- [Problem to work on] Below are some records. Return exactly the lines from the one containing "Target: kitchen drawer" through the one containing "(1235, 641)", both included, and only those.

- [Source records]
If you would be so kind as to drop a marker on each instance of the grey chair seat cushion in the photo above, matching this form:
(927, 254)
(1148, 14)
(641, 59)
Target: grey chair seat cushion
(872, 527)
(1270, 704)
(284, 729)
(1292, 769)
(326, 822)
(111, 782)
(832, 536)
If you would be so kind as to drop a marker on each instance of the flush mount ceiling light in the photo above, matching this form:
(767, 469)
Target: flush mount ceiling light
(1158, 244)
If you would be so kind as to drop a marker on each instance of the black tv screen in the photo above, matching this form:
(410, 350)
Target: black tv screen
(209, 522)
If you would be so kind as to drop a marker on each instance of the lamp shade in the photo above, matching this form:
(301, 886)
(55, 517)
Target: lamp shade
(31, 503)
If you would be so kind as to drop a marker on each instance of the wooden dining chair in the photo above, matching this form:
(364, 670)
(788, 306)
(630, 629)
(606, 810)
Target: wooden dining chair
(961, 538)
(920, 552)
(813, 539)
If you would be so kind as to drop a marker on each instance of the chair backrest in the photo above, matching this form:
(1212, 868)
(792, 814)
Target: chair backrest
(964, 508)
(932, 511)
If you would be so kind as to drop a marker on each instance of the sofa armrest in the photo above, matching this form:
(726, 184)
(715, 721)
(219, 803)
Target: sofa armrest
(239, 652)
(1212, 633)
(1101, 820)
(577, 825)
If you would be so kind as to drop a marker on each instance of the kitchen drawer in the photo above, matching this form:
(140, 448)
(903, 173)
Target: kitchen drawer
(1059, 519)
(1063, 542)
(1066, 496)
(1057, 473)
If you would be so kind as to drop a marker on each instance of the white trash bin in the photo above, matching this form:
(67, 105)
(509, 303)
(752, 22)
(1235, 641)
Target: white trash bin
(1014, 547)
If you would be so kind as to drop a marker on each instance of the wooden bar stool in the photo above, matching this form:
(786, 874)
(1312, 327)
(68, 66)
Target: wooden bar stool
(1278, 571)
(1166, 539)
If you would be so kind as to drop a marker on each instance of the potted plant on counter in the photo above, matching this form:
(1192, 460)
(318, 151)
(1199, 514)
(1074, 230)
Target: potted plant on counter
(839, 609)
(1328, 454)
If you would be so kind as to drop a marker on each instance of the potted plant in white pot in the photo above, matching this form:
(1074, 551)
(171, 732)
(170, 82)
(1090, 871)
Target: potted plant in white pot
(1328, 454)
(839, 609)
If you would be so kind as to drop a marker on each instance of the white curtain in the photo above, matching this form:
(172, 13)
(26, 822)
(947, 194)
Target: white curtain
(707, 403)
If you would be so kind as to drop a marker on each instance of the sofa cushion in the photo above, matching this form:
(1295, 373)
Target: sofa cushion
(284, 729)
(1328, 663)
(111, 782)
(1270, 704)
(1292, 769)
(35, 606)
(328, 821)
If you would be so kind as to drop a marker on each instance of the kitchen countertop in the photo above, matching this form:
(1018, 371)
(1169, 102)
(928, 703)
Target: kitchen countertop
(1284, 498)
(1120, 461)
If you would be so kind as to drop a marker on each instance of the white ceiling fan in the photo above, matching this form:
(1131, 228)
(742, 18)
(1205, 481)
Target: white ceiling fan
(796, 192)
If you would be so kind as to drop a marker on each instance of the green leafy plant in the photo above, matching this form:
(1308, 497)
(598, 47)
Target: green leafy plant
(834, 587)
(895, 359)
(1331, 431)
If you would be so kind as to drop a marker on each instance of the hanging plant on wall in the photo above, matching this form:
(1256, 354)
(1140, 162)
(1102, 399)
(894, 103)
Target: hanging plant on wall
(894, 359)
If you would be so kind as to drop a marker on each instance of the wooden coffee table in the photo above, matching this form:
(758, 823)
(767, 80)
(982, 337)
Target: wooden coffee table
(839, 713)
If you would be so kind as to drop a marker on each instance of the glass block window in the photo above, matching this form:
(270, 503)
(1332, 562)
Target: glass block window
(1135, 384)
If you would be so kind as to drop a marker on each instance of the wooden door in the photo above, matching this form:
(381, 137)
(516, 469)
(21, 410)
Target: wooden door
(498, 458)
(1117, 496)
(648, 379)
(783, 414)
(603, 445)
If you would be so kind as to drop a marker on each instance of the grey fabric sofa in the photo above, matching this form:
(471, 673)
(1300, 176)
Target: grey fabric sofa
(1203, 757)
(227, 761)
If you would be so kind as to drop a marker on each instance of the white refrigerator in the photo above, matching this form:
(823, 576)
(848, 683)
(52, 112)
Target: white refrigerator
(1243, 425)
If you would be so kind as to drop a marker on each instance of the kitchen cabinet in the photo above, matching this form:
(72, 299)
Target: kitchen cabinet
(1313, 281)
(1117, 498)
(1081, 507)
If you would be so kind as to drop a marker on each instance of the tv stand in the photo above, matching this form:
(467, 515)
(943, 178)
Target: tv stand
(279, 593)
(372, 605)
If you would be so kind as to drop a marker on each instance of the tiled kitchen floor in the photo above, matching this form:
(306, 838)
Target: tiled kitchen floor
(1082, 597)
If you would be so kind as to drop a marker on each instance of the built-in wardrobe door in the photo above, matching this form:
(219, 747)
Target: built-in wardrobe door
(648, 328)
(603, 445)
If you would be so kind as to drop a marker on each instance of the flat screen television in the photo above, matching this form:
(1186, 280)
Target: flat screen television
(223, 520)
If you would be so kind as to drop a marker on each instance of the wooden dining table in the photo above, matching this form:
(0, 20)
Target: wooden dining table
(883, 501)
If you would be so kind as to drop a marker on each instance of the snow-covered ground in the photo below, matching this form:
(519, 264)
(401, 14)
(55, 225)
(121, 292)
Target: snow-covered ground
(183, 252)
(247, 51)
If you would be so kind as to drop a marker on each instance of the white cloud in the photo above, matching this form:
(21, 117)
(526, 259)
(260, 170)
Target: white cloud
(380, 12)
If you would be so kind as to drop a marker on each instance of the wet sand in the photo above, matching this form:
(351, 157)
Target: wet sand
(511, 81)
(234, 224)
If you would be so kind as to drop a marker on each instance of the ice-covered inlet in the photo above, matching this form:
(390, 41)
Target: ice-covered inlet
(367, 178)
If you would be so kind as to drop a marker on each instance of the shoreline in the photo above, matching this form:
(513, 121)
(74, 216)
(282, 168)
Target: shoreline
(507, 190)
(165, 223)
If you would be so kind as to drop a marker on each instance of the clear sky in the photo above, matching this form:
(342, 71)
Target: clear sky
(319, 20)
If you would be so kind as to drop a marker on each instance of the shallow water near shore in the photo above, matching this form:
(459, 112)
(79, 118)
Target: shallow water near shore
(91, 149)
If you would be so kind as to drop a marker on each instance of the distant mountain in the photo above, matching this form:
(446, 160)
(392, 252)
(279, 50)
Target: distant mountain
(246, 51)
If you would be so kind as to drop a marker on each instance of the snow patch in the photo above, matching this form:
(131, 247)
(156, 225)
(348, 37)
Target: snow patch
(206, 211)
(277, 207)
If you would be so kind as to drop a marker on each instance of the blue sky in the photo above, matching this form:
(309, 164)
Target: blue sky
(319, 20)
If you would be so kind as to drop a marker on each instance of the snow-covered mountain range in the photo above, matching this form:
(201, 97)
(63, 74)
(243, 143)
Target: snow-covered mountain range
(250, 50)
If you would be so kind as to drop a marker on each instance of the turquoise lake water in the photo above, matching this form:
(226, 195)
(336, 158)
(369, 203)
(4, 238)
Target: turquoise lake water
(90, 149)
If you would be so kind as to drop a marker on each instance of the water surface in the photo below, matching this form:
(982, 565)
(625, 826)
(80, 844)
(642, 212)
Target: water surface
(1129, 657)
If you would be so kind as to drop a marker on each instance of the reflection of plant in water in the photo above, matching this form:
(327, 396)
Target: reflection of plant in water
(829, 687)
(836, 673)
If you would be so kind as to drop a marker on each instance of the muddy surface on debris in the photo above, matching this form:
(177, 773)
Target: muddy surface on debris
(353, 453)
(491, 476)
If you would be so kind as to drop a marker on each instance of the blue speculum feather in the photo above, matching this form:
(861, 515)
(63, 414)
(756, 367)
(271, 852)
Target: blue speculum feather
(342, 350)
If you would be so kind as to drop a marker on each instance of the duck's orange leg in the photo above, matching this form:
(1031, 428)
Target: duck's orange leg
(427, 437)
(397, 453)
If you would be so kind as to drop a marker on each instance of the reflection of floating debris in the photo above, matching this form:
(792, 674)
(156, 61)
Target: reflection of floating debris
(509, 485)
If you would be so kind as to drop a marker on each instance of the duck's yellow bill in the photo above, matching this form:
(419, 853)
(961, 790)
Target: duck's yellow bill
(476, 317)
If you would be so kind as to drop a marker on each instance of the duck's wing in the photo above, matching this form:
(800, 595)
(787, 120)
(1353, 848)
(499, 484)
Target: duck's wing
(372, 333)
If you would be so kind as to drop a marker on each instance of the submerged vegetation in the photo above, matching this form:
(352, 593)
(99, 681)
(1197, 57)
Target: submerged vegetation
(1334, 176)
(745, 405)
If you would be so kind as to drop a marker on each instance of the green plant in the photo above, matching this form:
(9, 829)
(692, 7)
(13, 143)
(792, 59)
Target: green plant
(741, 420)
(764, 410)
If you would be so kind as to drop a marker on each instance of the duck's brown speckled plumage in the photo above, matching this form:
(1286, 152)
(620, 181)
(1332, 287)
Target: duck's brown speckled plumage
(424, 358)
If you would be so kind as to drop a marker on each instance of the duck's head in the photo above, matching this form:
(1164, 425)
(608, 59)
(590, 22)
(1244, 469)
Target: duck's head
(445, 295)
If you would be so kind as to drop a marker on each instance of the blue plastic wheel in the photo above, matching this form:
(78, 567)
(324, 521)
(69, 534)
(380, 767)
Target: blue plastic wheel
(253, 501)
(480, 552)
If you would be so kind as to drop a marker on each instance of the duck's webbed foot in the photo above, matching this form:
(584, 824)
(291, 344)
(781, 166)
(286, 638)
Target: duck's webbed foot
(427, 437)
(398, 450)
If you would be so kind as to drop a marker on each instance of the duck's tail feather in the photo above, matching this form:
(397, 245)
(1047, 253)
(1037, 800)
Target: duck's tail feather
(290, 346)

- [Exercise result]
Target: kitchen drawer
(1059, 519)
(1063, 542)
(1066, 496)
(1057, 473)
If you would be so kind as to drop a marker on each instance of the white trash bin in the photo above, matching this form:
(67, 105)
(509, 303)
(752, 22)
(1235, 641)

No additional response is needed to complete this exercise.